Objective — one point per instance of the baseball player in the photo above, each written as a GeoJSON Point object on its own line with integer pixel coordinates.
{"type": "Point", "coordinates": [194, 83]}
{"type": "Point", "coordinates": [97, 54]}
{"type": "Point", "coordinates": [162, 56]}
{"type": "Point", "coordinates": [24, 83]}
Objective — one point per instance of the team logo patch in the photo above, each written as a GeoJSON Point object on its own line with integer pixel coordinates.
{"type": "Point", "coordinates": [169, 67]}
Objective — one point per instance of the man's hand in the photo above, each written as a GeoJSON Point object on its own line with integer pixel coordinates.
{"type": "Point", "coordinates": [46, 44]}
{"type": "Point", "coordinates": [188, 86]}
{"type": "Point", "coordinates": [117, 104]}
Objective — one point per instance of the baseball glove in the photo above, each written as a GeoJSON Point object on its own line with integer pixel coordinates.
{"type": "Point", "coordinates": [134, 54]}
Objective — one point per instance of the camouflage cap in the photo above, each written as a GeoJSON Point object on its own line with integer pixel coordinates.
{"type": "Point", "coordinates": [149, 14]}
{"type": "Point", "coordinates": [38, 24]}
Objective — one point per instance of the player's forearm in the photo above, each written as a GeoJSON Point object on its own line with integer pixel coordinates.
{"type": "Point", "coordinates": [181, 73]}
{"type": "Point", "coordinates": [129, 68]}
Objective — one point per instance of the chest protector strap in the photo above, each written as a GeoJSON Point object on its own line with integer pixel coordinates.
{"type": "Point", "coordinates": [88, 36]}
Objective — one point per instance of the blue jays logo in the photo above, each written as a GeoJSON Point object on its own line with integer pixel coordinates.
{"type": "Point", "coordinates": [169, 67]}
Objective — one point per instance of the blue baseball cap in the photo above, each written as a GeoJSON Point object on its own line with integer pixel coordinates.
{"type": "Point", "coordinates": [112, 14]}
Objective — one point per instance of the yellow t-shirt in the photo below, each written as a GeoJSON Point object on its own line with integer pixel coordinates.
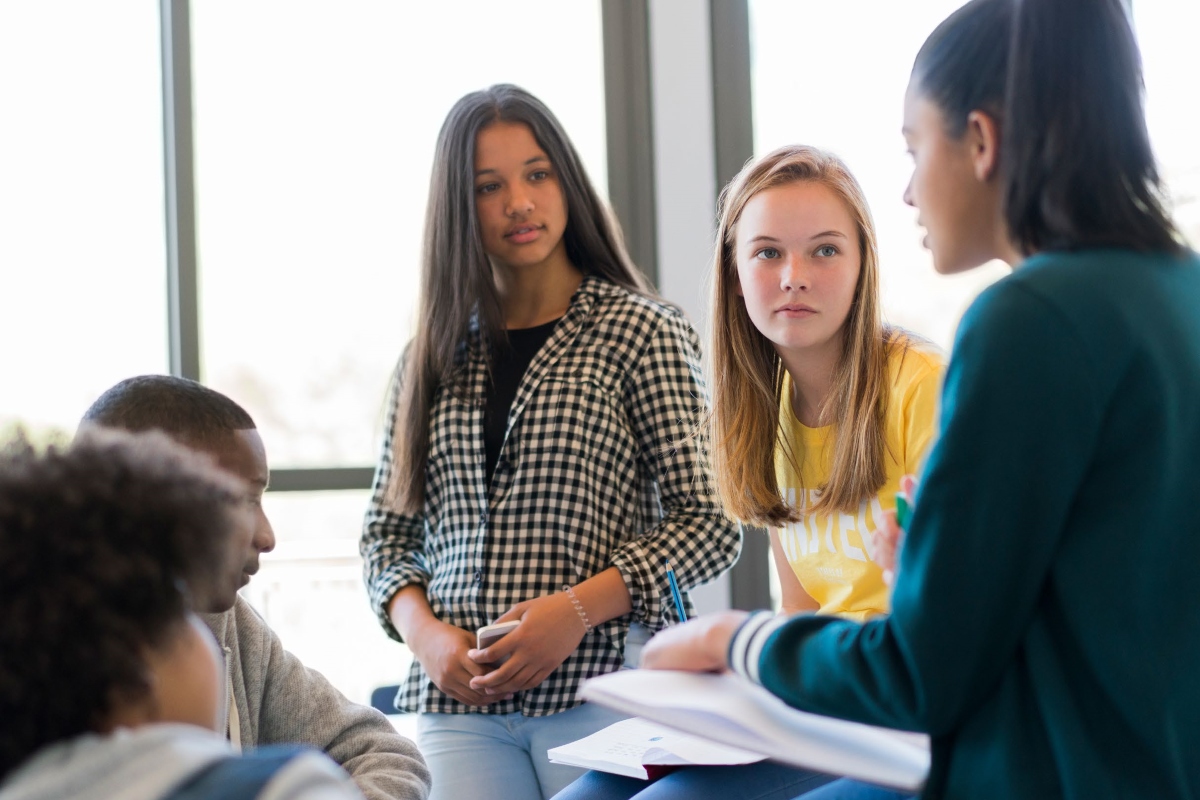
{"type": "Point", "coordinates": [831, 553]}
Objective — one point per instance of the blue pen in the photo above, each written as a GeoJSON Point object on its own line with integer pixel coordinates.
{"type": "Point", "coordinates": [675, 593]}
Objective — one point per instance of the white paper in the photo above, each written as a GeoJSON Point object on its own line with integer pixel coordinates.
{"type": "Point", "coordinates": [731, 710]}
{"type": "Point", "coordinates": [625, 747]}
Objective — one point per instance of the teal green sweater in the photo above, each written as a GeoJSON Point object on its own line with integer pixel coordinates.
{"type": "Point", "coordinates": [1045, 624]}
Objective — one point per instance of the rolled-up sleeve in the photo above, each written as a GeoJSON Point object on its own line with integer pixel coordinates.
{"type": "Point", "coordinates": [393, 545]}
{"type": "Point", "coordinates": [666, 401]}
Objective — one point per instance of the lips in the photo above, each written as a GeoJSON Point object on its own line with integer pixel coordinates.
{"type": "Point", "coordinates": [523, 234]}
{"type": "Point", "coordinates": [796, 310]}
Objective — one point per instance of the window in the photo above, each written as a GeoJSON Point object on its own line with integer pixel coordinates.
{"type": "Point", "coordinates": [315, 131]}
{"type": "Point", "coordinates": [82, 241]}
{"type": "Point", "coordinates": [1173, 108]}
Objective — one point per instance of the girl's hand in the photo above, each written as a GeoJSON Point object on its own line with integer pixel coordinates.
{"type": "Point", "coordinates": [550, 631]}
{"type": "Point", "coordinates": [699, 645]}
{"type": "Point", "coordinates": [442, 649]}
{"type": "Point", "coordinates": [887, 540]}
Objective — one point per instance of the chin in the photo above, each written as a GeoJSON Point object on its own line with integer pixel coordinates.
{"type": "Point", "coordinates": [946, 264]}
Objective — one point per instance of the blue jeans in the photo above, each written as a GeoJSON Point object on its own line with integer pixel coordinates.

----------------

*GOAL OF THE EXERCISE:* Render every line of the listing above as a numbered list, omitting blank lines. Leave the pictures out of your answer.

*EXPECTED ANSWER:*
1. Objective — one point per instance of the baseball player in the photo above, each written as a GeoJSON Point object on its own line with integer pixel coordinates.
2. {"type": "Point", "coordinates": [194, 83]}
3. {"type": "Point", "coordinates": [97, 54]}
4. {"type": "Point", "coordinates": [162, 56]}
5. {"type": "Point", "coordinates": [24, 83]}
6. Objective — one point per instance of the team logo patch in the photo above, each written as a GeoJSON Point object on its own line with integer pixel coordinates.
7. {"type": "Point", "coordinates": [169, 67]}
8. Objective — one point per instance of the man's hand in the photo above, each written as a GeoJSON Point object on its own line with integer pixel coordinates.
9. {"type": "Point", "coordinates": [46, 44]}
10. {"type": "Point", "coordinates": [188, 86]}
11. {"type": "Point", "coordinates": [117, 104]}
12. Objective — one point per instance of the baseball glove in the photo above, each written as a GeoJSON Point object on its own line with integer pixel coordinates.
13. {"type": "Point", "coordinates": [134, 54]}
14. Objective — one point per instance of the camouflage cap in the photo above, each written as a GeoJSON Point object on its own line with integer pixel coordinates.
15. {"type": "Point", "coordinates": [149, 14]}
16. {"type": "Point", "coordinates": [38, 24]}
17. Objective — one point per instance of the player's forearm in the photo above, each written as a GeoJSON Point object on its own line with integer pixel coordinates.
18. {"type": "Point", "coordinates": [181, 73]}
19. {"type": "Point", "coordinates": [129, 68]}
20. Objective — one point per instance of the chest protector strap in the photo above, each written as a GeoJSON Point object on its own line with integer pixel coordinates.
21. {"type": "Point", "coordinates": [88, 36]}
22. Objective — one point per instance of the blue jays logo in the photo above, each written as a GeoJSON Point object on its own line with integer pixel coordinates.
23. {"type": "Point", "coordinates": [169, 67]}
24. Objective — one point per instance of the blue baseball cap in the photo above, each written as a GeoJSON Point object on its own line with integer pixel coordinates.
25. {"type": "Point", "coordinates": [112, 14]}
26. Objective — one point per instance of the yellow t-shirt in the photo below, each written as a GeoJSON Point object on its own line with integer pixel coordinates.
27. {"type": "Point", "coordinates": [831, 553]}
28. Objective — one point per instance of the blue pen in the photo above, each written as a GeoJSON Point object on its own line with integer pixel coordinates.
29. {"type": "Point", "coordinates": [675, 593]}
30. Objective — one point per instance of the white paper in the photo above, each written as a GeoJSON Point object on its own line with integer pixel coordinates.
31. {"type": "Point", "coordinates": [731, 710]}
32. {"type": "Point", "coordinates": [625, 747]}
33. Objective — one point per instance of the teal green sweater in the photo above, each written as a GeoJSON Point object on its own line with integer pixel coordinates.
34. {"type": "Point", "coordinates": [1045, 624]}
35. Objective — one point per instance of the rolled-up sleeve in the photo above, each written as a GeoJSON Point object on its own line with integer pixel coordinates.
36. {"type": "Point", "coordinates": [393, 545]}
37. {"type": "Point", "coordinates": [666, 401]}
38. Objective — one point per instance of the lips in the photo above, each written as a GeoJSON Point object on its own line with integer pixel coordinates.
39. {"type": "Point", "coordinates": [523, 234]}
40. {"type": "Point", "coordinates": [796, 310]}
41. Objective — one point per instance of the window in the photo above, each written as a GeoJSON Point object on its own line with integer pixel coordinates.
42. {"type": "Point", "coordinates": [315, 131]}
43. {"type": "Point", "coordinates": [82, 241]}
44. {"type": "Point", "coordinates": [1173, 108]}
45. Objective — one point per instance of the girl's hand in the photo above, each written as a GeoJSON Point object on its own line with integer pixel coordinates.
46. {"type": "Point", "coordinates": [550, 631]}
47. {"type": "Point", "coordinates": [699, 645]}
48. {"type": "Point", "coordinates": [442, 649]}
49. {"type": "Point", "coordinates": [887, 540]}
50. Objective — one point per instance of the chin in the photo above, each written as a GeoJSON Point object on its own line with integer pixel coordinates.
51. {"type": "Point", "coordinates": [946, 264]}
52. Objective — one point per instance of the blue jeans in the photo above, each written as a GeoJSON Point object on its own line with integer pixel coordinates.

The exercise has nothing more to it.